───── Data supplied ─────

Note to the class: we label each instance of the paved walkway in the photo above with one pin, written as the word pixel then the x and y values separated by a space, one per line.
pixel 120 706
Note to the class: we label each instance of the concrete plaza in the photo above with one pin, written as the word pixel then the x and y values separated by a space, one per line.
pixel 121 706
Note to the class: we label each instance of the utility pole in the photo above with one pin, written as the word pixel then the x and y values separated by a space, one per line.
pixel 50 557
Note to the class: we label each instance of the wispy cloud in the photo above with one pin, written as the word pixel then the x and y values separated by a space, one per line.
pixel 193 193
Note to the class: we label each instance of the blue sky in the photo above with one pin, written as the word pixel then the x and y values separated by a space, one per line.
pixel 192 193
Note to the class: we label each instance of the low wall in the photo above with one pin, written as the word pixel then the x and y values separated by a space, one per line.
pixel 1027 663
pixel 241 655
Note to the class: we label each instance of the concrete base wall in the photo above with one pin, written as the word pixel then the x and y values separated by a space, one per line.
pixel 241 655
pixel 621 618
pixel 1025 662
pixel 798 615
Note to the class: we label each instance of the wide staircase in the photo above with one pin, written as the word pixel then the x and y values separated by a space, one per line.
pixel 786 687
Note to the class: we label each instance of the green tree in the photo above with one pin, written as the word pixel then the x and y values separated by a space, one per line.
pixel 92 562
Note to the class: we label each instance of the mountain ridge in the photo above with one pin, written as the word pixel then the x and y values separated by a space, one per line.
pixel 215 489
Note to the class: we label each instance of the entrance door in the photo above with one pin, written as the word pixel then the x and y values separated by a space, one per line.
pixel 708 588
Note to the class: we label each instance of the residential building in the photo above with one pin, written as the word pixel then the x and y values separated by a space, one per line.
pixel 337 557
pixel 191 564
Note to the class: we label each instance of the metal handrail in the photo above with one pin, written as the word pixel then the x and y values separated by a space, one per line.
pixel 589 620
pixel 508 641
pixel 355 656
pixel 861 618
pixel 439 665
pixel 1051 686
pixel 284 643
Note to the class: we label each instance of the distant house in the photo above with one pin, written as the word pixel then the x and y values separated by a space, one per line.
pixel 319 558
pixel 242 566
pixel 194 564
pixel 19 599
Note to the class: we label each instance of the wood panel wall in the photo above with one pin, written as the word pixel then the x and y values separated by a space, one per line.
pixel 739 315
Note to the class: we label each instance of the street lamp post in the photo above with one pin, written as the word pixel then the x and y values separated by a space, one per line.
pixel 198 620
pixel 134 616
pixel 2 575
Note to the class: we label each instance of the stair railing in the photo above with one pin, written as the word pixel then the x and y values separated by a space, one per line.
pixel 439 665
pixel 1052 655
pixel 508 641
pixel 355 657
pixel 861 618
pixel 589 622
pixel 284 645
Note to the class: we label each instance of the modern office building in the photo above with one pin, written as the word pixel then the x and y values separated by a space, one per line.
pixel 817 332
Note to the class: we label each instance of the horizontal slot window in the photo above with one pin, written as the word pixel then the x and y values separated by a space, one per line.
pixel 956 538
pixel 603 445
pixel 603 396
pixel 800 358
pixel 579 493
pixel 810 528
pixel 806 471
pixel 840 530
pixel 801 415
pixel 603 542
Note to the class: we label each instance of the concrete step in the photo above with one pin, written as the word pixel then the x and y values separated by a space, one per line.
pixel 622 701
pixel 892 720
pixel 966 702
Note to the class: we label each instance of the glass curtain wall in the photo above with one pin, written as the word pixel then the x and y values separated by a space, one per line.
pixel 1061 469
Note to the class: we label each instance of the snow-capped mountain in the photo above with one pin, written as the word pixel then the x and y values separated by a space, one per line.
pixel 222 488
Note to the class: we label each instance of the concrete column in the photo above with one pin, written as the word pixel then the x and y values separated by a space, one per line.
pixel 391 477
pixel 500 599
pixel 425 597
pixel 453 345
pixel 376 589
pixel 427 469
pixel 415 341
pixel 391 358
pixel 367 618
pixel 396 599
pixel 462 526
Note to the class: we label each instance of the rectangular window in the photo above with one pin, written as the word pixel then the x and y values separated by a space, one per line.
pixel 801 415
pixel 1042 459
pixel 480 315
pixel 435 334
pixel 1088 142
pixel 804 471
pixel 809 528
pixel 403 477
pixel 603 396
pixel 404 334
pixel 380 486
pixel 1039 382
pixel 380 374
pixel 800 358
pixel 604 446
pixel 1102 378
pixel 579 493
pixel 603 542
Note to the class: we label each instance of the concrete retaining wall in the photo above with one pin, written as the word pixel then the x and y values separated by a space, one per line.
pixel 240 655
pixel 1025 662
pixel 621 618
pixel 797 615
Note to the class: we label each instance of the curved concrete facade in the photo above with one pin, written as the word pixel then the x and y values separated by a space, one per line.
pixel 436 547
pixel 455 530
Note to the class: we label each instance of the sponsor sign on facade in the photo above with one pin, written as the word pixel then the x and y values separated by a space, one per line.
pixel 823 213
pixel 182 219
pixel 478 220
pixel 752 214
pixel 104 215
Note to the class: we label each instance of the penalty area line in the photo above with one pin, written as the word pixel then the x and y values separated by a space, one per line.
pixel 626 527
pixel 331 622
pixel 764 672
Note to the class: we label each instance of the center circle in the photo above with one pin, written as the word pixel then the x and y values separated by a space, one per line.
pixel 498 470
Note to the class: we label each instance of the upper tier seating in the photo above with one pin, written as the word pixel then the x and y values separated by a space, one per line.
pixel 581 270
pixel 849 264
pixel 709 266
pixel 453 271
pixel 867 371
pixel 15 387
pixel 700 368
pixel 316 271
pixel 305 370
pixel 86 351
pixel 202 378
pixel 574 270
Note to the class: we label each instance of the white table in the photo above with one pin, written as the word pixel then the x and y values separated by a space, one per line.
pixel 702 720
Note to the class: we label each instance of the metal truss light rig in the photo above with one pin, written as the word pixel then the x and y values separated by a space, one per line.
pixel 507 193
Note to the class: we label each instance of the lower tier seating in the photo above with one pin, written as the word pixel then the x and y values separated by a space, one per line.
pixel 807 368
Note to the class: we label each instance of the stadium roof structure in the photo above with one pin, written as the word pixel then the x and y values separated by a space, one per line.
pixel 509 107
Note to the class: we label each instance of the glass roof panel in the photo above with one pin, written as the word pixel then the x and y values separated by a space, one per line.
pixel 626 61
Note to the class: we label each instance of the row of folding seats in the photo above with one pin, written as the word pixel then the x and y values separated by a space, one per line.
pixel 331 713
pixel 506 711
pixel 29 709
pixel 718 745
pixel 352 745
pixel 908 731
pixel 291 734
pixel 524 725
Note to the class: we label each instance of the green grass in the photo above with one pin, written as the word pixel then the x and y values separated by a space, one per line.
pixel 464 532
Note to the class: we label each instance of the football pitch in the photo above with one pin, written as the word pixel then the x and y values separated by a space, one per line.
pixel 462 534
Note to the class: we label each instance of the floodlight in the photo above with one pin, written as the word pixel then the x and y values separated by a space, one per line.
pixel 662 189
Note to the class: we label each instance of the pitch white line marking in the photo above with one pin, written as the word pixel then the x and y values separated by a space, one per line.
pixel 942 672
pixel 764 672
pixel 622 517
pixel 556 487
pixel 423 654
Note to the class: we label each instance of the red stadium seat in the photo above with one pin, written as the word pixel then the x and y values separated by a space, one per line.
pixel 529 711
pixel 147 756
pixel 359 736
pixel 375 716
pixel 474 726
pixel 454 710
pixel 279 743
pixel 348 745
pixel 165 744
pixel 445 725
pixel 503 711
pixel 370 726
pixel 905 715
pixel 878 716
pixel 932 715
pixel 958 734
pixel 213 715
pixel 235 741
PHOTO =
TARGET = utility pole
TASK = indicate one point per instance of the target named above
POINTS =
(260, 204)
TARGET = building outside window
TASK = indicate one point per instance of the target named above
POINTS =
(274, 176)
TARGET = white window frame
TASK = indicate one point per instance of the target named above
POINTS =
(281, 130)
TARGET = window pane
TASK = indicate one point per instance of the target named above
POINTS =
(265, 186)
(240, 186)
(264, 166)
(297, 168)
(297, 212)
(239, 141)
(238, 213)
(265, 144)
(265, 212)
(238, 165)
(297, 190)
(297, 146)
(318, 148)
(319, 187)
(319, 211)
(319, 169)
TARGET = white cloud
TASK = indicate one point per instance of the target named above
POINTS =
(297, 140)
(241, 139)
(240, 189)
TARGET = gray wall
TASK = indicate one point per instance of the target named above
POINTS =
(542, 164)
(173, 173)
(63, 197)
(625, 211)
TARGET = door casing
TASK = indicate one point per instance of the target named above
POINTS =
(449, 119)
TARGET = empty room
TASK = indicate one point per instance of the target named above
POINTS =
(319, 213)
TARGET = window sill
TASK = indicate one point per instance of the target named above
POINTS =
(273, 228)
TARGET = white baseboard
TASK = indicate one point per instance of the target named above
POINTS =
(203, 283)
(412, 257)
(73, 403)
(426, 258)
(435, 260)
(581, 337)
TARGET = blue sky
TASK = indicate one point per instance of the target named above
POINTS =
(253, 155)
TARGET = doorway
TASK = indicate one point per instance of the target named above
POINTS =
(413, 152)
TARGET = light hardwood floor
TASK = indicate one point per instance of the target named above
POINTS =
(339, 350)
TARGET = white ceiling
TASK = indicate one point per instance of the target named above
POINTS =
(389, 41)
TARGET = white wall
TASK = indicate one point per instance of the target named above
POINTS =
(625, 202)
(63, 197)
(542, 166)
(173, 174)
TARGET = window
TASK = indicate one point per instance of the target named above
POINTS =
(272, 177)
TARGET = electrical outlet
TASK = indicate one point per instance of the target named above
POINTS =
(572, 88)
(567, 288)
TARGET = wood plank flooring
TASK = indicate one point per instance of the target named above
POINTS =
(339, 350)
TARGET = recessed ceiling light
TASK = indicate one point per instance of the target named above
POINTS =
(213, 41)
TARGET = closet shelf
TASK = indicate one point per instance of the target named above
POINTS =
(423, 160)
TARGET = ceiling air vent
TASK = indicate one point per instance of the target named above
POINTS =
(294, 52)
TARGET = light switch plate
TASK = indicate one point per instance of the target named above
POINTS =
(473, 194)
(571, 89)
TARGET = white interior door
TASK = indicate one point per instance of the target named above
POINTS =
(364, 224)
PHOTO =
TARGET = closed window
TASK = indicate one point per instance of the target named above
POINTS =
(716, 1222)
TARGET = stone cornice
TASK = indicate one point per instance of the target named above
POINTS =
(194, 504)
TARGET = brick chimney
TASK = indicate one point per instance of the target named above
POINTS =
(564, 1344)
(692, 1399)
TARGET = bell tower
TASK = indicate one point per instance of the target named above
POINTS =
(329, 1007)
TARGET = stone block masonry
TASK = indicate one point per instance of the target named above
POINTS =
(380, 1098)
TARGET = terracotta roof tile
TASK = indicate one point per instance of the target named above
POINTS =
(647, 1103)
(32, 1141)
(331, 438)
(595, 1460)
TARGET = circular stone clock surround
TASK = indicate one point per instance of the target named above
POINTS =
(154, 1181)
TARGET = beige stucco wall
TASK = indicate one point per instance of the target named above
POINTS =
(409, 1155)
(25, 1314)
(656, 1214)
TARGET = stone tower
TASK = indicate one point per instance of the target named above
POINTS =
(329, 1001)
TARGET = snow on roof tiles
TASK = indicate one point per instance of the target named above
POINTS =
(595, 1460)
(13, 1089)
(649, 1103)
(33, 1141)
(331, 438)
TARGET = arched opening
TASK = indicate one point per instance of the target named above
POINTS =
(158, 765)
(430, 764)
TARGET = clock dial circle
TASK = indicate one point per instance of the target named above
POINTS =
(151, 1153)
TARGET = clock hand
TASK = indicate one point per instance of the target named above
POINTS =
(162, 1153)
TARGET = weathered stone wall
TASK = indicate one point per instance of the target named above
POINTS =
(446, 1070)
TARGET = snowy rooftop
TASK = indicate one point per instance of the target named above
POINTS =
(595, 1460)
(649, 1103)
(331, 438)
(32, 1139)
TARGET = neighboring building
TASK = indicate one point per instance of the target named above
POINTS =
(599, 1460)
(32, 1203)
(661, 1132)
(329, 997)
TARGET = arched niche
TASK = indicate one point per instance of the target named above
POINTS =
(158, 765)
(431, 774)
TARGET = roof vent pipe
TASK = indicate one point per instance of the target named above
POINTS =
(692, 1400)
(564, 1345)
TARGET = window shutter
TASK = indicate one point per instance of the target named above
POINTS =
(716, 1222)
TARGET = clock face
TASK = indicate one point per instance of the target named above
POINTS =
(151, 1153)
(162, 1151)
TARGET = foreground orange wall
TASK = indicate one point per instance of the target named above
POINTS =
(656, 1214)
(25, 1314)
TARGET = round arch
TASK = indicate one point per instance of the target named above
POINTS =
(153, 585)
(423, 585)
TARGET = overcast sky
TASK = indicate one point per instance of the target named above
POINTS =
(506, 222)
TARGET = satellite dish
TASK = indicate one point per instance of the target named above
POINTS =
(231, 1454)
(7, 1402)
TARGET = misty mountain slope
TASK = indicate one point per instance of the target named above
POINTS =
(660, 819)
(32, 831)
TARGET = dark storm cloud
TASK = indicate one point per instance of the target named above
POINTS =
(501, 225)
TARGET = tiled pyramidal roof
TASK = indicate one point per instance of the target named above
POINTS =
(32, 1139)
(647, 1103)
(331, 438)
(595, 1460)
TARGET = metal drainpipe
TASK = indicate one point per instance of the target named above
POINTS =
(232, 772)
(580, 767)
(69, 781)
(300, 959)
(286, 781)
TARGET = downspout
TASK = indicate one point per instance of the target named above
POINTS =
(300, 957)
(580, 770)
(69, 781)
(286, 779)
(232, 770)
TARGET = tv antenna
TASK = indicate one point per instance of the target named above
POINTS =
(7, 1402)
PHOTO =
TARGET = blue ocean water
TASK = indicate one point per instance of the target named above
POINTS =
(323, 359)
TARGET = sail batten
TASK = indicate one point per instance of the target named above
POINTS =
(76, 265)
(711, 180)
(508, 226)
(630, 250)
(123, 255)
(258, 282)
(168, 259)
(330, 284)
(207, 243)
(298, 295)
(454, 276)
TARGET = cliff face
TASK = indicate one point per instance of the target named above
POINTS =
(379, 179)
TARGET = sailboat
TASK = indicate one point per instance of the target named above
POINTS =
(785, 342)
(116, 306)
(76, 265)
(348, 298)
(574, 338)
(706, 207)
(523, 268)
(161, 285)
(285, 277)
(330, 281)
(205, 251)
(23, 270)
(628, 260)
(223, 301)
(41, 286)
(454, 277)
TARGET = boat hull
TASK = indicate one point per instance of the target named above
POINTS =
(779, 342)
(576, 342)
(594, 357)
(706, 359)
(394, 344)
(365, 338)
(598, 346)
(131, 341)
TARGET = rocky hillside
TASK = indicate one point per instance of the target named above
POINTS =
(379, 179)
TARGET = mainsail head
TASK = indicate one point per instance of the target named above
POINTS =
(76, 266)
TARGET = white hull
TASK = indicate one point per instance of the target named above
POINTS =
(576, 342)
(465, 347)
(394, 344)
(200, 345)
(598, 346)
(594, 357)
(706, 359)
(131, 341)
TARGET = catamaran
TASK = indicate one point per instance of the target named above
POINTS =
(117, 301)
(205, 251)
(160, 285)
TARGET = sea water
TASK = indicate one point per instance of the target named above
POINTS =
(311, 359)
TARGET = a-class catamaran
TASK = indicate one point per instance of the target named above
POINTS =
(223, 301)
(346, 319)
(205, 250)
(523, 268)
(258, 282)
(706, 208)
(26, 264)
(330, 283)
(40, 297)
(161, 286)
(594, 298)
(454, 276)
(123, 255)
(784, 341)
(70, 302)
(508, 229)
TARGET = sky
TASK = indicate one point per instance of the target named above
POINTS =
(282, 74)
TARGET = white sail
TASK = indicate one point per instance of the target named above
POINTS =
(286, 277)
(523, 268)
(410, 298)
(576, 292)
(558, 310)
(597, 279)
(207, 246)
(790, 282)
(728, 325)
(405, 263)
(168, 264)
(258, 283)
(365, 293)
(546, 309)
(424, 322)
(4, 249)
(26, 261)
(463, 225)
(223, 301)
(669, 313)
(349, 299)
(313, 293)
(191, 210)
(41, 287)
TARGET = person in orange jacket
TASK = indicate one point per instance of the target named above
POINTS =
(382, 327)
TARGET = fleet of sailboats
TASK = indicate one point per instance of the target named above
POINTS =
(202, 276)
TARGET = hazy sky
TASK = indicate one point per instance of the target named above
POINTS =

─────

Exercise objective: Above are the records; from them, give again exactly the lines from the one containing "TARGET = catamaran" to the one containing "TARGET = fleet of sailboats", both lines included, and nothing more.

Finished exercise:
TARGET = catamaran
TASK = indicate one point per instance of the target named above
POINTS =
(117, 301)
(205, 251)
(160, 285)
TARGET = sea water
TASK = indicate one point per instance of the target named above
POINTS =
(311, 359)
TARGET = a-class catamaran
TASK = indicate one point per instance of the target named above
POINTS =
(223, 301)
(346, 319)
(205, 250)
(523, 268)
(258, 282)
(706, 208)
(26, 264)
(330, 283)
(40, 297)
(161, 286)
(594, 298)
(454, 276)
(123, 255)
(784, 341)
(70, 302)
(508, 229)
TARGET = sky
TASK = indicate one point per instance of the target named above
POINTS =
(282, 74)
TARGET = white sail
TASK = indicate one point per instance of the target named above
POINTS =
(286, 277)
(523, 268)
(410, 298)
(576, 292)
(558, 310)
(597, 279)
(207, 246)
(790, 282)
(728, 325)
(405, 263)
(168, 264)
(258, 283)
(365, 293)
(546, 309)
(424, 322)
(4, 249)
(26, 261)
(463, 225)
(223, 301)
(669, 313)
(349, 299)
(313, 293)
(191, 210)
(41, 287)
TARGET = person in orange jacket
TASK = indicate one point per instance of the target named above
POINTS =
(382, 327)
TARGET = fleet of sailboats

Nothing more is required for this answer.